Rewrite the records from the line with "Question. Place one point on every instance of the elderly" up to and including the final line, requests included. Scale every answer coordinate by 2.05 and round to whole numbers, halves up, leaving the coordinates in the requests and their samples unchanged.

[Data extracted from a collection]
# # # # # # #
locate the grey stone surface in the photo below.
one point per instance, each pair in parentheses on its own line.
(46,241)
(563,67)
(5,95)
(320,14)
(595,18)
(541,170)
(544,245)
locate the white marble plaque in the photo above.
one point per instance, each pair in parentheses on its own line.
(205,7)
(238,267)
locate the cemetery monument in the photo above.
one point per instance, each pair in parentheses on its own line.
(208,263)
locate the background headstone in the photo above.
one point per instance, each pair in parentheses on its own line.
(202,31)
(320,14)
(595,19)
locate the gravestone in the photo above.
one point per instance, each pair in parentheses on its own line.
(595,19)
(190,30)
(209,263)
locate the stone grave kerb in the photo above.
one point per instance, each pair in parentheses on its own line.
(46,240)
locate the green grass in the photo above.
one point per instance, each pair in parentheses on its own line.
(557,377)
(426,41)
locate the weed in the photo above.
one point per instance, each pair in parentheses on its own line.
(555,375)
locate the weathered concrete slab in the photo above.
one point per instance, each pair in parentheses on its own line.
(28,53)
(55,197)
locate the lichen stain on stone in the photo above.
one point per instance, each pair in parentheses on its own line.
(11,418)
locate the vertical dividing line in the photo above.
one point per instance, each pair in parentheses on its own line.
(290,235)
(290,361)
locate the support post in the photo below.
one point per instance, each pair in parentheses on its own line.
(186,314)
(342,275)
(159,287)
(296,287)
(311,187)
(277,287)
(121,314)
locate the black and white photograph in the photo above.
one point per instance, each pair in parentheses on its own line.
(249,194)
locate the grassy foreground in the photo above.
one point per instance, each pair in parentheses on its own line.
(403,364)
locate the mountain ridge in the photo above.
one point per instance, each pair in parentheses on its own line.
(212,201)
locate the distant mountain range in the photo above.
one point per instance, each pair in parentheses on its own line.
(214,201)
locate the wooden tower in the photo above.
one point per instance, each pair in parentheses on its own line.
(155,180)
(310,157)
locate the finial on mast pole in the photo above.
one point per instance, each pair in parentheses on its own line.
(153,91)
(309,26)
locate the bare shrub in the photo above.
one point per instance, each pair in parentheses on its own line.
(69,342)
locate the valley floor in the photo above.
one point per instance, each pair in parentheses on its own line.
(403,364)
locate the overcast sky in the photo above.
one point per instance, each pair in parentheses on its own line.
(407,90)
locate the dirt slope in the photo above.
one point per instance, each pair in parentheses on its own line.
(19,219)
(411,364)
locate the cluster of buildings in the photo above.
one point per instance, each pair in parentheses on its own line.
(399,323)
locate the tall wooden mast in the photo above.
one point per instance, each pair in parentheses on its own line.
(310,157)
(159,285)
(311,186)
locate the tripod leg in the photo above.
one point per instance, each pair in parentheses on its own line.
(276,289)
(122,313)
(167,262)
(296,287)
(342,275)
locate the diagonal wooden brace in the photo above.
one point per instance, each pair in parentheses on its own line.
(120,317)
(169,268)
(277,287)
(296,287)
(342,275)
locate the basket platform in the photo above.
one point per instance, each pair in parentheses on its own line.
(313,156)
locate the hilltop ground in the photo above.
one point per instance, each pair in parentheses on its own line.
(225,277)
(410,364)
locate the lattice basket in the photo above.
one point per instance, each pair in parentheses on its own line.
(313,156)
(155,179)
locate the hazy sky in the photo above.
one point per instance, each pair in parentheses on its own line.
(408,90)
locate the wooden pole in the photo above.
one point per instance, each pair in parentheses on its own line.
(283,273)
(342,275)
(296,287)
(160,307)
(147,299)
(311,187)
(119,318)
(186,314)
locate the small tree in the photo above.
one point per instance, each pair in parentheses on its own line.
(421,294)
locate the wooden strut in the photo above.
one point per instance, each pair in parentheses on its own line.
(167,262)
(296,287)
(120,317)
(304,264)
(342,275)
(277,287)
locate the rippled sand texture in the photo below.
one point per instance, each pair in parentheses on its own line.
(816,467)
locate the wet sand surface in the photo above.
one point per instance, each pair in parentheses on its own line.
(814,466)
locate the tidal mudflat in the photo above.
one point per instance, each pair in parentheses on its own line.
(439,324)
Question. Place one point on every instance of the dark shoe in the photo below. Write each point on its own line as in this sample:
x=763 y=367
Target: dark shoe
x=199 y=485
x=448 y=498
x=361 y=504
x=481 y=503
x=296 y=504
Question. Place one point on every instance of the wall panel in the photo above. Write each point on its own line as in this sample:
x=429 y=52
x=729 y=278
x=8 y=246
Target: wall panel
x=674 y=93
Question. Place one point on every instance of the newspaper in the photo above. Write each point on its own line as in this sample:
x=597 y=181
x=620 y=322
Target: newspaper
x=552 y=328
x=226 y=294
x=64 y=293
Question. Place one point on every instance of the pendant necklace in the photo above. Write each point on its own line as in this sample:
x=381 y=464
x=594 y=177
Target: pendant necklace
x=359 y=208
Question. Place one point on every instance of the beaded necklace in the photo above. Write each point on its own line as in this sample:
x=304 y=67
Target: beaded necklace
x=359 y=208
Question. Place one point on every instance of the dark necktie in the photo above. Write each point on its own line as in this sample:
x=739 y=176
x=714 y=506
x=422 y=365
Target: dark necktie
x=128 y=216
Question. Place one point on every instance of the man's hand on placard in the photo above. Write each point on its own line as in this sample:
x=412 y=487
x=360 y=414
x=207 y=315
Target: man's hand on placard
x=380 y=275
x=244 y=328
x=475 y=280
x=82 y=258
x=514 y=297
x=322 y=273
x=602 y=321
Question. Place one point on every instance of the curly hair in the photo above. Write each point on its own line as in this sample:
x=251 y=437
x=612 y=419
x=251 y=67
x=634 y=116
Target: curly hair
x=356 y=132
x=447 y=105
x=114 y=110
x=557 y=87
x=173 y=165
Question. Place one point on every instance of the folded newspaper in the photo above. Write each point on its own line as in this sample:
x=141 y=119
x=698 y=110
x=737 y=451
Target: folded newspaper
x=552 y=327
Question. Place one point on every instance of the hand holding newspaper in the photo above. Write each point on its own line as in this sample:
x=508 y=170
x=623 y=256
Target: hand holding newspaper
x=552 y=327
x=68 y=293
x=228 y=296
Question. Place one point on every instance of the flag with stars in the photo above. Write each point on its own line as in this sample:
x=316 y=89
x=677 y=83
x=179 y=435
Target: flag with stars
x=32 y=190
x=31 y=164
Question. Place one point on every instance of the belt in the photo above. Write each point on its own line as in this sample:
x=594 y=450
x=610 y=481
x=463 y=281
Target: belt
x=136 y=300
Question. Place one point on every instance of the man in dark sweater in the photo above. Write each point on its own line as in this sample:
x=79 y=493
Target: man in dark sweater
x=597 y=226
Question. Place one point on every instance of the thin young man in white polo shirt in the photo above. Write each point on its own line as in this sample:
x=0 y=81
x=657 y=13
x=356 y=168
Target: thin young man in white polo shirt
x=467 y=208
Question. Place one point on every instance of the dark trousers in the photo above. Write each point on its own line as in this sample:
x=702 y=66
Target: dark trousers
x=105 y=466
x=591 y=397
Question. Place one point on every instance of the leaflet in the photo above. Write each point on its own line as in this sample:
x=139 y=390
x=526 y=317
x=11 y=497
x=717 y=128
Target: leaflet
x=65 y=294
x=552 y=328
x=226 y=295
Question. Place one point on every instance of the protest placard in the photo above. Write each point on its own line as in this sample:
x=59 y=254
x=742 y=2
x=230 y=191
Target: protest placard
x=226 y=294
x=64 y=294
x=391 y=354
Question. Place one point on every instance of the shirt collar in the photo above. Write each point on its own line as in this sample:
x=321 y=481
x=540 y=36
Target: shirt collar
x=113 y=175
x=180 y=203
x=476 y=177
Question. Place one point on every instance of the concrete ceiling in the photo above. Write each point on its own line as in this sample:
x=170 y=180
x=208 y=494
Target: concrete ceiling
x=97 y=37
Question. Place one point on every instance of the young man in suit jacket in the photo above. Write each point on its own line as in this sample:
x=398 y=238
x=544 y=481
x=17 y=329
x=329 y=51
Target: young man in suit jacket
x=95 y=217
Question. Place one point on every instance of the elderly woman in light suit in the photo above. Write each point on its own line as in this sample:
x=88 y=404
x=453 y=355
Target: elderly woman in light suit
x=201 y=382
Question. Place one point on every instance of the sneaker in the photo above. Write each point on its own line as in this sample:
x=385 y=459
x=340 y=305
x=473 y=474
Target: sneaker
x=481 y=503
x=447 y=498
# # # # # # #
**THE SOLUTION:**
Question. Place one point on every instance of the elderly woman in light suit in the photo above. Write each point on its own line as in this sample:
x=88 y=404
x=453 y=355
Target: elderly woman in light suit
x=412 y=783
Question. Place one point on every instance of the sneaker in the photo above. Write each point on its own line as in this sample:
x=385 y=459
x=340 y=305
x=473 y=474
Target: sneaker
x=986 y=1031
x=916 y=1021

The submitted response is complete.